» **REQUIREMENT**
Reproduce the data below word for word, changing nothing.

» **INFORMATION**
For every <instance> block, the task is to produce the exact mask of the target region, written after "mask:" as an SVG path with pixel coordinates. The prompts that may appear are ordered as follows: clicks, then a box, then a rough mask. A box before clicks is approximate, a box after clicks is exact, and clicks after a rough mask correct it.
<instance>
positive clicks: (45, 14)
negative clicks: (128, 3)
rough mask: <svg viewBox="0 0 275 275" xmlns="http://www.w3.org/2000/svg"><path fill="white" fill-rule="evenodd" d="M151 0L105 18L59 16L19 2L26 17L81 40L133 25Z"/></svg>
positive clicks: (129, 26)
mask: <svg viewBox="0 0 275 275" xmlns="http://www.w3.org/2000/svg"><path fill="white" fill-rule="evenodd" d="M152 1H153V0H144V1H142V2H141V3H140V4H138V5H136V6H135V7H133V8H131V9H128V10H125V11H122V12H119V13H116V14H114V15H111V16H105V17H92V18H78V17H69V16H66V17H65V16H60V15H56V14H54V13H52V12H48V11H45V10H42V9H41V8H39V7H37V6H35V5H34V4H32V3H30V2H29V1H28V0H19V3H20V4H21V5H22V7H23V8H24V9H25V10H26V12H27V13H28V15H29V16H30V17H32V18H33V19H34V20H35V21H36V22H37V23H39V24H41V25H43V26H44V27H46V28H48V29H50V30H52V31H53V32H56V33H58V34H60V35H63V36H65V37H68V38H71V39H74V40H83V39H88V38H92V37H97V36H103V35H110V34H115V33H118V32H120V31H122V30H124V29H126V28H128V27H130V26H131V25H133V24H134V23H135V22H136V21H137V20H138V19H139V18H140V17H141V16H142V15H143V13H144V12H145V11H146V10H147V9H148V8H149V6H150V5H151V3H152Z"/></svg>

» **ANSWER SPACE**
For every <instance> block, the task is to produce the exact mask of the target region, written after "mask:" as an SVG path with pixel coordinates. The prompts that may appear are ordered as follows: clicks, then a box, then a rough mask. A box before clicks is approximate, a box after clicks is exact, and clicks after a rough mask correct it.
<instance>
positive clicks: (45, 14)
negative clicks: (128, 3)
rough mask: <svg viewBox="0 0 275 275" xmlns="http://www.w3.org/2000/svg"><path fill="white" fill-rule="evenodd" d="M151 0L105 18L59 16L19 2L26 17L81 40L133 25Z"/></svg>
positive clicks: (129, 26)
mask: <svg viewBox="0 0 275 275" xmlns="http://www.w3.org/2000/svg"><path fill="white" fill-rule="evenodd" d="M152 1H153V0H144V1H142V2H141V3H140V4H138V5H136V6H135V7H133V8H131V9H128V10H125V11H122V12H119V13H116V14H114V15H111V16H105V17H92V18H78V17H69V16H66V17H65V16H60V15H56V14H54V13H52V12H48V11H45V10H42V9H41V8H39V7H37V6H35V5H34V4H32V3H30V2H29V1H28V0H19V3H20V4H21V5H22V7H23V8H24V9H25V10H26V12H27V13H28V15H29V16H30V17H32V18H33V19H34V20H35V21H36V22H37V23H39V24H41V25H43V26H44V27H46V28H48V29H50V30H52V31H53V32H56V33H58V34H60V35H63V36H65V37H68V38H71V39H74V40H83V39H88V38H92V37H97V36H103V35H110V34H115V33H118V32H120V31H122V30H124V29H126V28H128V27H130V26H131V25H133V24H134V23H135V22H136V21H137V20H138V19H139V18H140V17H141V16H142V15H143V13H144V12H145V11H146V10H147V9H148V8H149V6H150V5H151V3H152Z"/></svg>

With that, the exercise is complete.